# [DATA]

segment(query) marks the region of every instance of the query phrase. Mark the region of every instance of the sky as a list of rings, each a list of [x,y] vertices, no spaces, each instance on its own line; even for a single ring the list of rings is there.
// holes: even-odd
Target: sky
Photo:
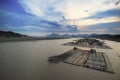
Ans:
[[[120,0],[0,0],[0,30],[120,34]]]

* * *

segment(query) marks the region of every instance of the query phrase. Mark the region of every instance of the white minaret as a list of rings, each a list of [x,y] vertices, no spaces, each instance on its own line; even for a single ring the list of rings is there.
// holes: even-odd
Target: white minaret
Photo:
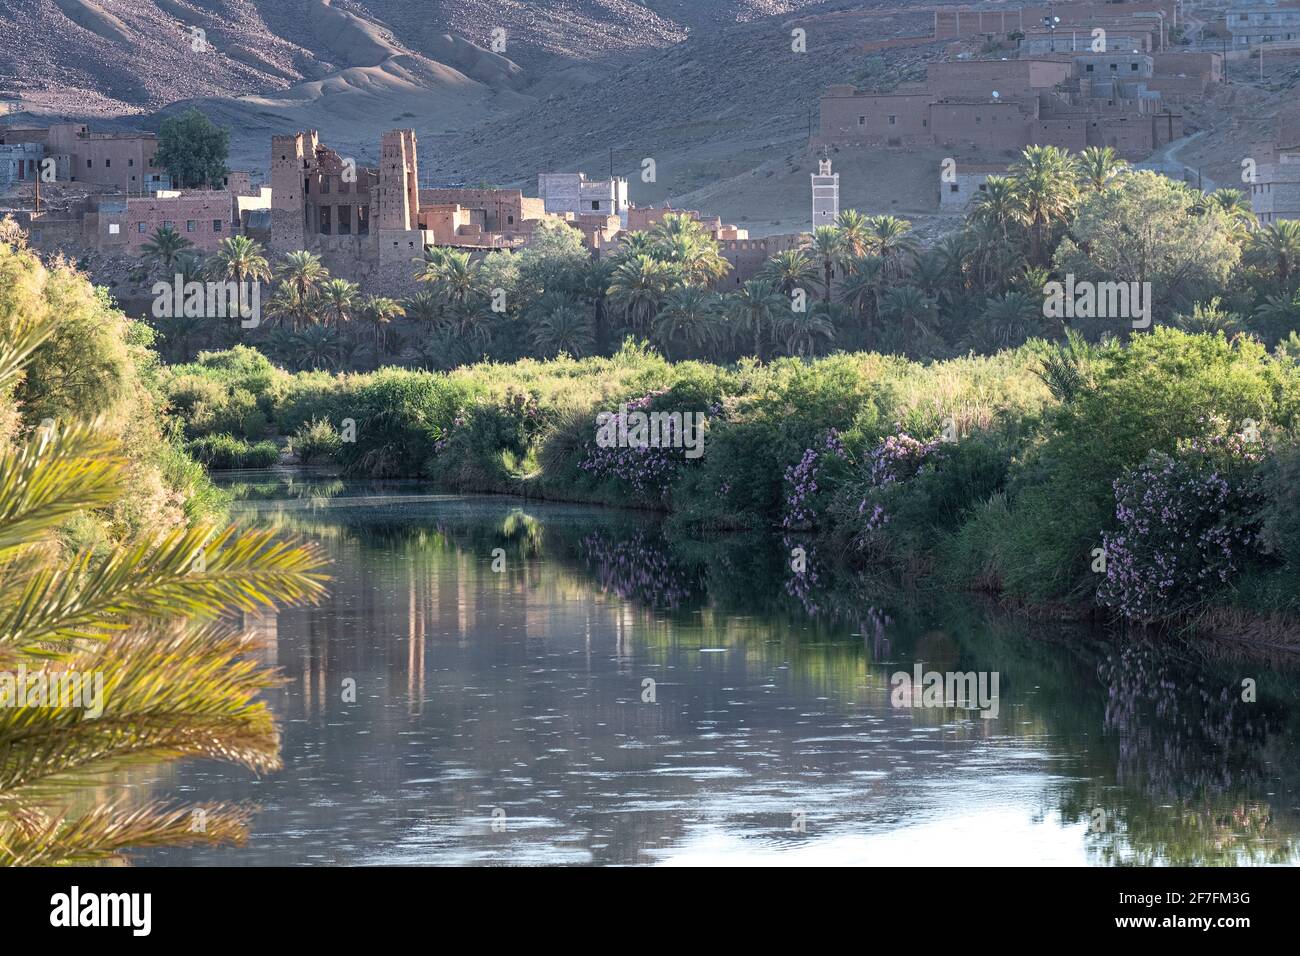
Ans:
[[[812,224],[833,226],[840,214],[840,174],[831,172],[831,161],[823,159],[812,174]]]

# [WHAT YOU SHOULD DO]
Only a number is wanted here: how many lines of the material hold the word "even".

# [REPLY TO THE EXERCISE]
4